* [Source text]:
————————

Rethinking Cuba policy Pope's visit: Engagement helps open up Communist dictatorship.

January 24, 1998

IT IS DOUBTFUL Cuba can again be as tightly controlled as it was before Pope John Paul II's visit. Not that the island has freedom today. But it is now safe to advocate more discussion, greater freedoms for the Catholic Church, Catholic schooling and strictures against abortion. All of which contradict the monolithic line Fidel Castro has imposed with guns and secret police.

That does not bring back the seized property of Cubans who fled in Florida in 1960. It just makes life a little better and opportunities a little broader for the 10 million Cubans who never left. The likelihood is that the foot in the door for freedom of ideas will push it open further, and that more ideas than the pope's will become mentionable. That is what happened in Poland and Hungary.

The pope reportedly asked the dictator to free some prisoners; there are some 500 political prisoners in Havana jails. The main criticisms the pope made publicly of Communist Cuba he has also made of capitalist United States: that there is too much abortion and too little Catholic education. The main criticism he made of U.S. policy to please his host -- condemning the U.S. embargo as hurting Cuba's poor -- he has made before. Only the circumstances of repeating it were new and riveting.

Neither the U.S. nor Cuba is likely to revise abortion laws to suit the pope. Mr. Castro ought to release political prisoners and allow free discussion of issues not because the pope says so but because it is right. The U.S. ought to review its laws of embargo not because the pope says so but because the policy is self-defeating and revision would be right.

————————

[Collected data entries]
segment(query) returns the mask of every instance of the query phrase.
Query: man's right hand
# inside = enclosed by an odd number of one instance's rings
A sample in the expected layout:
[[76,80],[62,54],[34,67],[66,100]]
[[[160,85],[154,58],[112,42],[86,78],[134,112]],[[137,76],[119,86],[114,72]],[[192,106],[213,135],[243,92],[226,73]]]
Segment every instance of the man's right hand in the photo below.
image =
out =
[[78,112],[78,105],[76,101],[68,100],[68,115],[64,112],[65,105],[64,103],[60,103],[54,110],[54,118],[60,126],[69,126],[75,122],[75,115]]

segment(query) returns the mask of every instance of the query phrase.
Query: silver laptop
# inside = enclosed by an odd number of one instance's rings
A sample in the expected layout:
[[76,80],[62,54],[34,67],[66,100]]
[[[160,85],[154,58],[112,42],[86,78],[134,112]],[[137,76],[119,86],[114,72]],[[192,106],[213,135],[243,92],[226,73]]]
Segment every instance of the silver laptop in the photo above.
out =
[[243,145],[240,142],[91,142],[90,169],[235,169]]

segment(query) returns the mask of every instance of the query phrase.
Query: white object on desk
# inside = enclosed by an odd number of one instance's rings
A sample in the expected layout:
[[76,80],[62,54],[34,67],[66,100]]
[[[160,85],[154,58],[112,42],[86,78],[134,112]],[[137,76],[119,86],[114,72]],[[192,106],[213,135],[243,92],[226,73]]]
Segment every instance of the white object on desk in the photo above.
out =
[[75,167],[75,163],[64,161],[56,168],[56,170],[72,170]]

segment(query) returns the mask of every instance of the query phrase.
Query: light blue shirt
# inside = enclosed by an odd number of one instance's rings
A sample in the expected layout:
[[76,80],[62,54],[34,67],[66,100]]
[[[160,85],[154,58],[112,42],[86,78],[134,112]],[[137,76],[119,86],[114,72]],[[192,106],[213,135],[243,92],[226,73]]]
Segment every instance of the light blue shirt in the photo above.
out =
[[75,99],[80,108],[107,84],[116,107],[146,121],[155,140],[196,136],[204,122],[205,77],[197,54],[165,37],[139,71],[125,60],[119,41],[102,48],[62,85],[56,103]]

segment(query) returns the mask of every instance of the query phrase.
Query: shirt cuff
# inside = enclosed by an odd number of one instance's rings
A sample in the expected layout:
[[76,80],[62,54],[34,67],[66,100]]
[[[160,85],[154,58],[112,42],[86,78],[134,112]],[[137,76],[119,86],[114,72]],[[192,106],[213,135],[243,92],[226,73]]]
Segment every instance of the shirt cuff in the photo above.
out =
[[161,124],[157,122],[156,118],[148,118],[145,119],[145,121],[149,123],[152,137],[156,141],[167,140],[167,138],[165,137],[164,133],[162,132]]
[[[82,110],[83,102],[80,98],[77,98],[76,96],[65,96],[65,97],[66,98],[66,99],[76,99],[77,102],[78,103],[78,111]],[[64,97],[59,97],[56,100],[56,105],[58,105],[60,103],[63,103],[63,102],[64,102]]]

————————

* [Complete the following]:
- A) From the editorial on the pope's visit to Cuba, list the things it says are now safe to advocate in Cuba.
- B) Answer these questions using the editorial on the pope's visit to Cuba:
(i) On what date is the editorial dated?
(ii) How many Cubans does it say never left the island?
(iii) Roughly how many political prisoners does it say are in Havana jails?
- C) Reproduce the part of the editorial on the pope's visit to Cuba starting at "IT IS DOUBTFUL" and ending at "and secret police.".
The records are separate material and have no connection to the editorial above.

* [Exercise answers]:
- A)
More discussion
Greater freedoms for the Catholic Church
Catholic schooling
Strictures against abortion

- B)
(i) January 24, 1998
(ii) 10 million
(iii) Some 500

- C)
IT IS DOUBTFUL Cuba can again be as tightly controlled as it was before Pope John Paul II's visit. Not that the island has freedom today. But it is now safe to advocate more discussion, greater freedoms for the Catholic Church, Catholic schooling and strictures against abortion. All of which contradict the monolithic line Fidel Castro has imposed with guns and secret police.